§ What to work on: Reproduce every one of the following rows, requests included. Scale each x and y coordinate in the answers by 0.4 and round to whole numbers, with halves going up.

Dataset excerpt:
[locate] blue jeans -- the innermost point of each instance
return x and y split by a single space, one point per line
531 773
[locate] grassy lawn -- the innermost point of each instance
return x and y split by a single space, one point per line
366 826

§ Task result:
[locate] blue jeans -- the innermost point of each instance
return x and y split by a single space, one point per line
212 309
[locate] grassy lawn -- the innermost point of each instance
return x and y split by a single space, one point per line
146 330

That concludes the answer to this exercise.